TASK OBJECTIVE.
Your answer should show every line of the material below that includes "instance".

DATA IN THIS EXERCISE.
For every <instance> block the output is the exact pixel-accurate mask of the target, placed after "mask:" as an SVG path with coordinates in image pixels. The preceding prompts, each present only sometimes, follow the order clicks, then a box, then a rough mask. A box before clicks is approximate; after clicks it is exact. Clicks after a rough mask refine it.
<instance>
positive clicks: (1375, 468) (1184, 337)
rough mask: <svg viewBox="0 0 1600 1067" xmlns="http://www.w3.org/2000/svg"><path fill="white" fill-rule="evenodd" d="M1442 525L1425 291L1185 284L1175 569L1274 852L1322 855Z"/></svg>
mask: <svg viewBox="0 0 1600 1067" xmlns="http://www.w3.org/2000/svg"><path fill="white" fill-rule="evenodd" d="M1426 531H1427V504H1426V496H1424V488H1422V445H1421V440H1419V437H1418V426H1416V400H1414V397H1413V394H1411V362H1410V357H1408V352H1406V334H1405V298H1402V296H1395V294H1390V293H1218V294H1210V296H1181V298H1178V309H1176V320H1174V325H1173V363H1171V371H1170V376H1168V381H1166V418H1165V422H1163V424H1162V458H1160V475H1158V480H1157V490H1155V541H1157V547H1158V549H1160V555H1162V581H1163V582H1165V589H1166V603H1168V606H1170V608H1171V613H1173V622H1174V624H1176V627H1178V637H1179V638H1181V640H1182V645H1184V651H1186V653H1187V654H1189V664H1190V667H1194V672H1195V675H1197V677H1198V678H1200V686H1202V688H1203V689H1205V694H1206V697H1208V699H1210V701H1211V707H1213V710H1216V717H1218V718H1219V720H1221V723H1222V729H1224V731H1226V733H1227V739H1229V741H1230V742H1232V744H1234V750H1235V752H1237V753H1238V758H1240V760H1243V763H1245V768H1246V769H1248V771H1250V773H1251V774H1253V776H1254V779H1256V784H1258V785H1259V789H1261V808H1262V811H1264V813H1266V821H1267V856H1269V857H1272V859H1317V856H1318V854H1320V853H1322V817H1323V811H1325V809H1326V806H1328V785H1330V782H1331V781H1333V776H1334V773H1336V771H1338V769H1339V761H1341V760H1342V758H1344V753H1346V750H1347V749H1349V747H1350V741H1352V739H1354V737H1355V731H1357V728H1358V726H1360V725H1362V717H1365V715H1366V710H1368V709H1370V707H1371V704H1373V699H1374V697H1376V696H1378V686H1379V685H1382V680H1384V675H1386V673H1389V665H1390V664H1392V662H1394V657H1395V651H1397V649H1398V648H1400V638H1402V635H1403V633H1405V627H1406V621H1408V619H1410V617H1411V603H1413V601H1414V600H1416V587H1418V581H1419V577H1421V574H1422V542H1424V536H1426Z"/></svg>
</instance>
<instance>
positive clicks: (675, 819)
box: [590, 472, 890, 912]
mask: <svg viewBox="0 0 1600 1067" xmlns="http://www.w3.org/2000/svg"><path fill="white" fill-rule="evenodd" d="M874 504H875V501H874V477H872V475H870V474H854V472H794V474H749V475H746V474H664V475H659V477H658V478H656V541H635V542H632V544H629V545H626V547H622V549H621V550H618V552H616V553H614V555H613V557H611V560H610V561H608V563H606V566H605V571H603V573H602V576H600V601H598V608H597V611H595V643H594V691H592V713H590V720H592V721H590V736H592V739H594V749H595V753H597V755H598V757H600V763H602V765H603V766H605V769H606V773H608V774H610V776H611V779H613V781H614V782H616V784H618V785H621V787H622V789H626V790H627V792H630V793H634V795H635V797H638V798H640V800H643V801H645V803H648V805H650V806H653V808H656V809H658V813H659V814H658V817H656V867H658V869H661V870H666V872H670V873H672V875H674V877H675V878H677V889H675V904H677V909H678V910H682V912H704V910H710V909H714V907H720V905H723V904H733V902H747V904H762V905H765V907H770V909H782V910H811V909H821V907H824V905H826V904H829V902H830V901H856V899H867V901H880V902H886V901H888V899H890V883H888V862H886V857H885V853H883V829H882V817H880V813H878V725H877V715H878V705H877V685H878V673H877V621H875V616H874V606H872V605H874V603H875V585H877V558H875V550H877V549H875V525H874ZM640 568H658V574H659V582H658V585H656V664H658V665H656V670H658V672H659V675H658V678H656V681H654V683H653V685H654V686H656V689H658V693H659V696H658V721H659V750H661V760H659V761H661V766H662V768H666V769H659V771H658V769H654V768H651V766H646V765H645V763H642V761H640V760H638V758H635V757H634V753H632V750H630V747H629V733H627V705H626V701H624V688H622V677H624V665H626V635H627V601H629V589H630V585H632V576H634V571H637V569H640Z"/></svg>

TASK ANSWER.
For every <instance> block the output is the exact pixel-accurate mask of the target, placed after "mask:" as an SVG path with coordinates in image pixels. The preceding prompts, each present only sometimes, follow the order clicks, then a box, then a rough mask. A box before clicks is approximate; after clicks it is exact. Clicks after a rough mask refine it.
<instance>
</instance>
<instance>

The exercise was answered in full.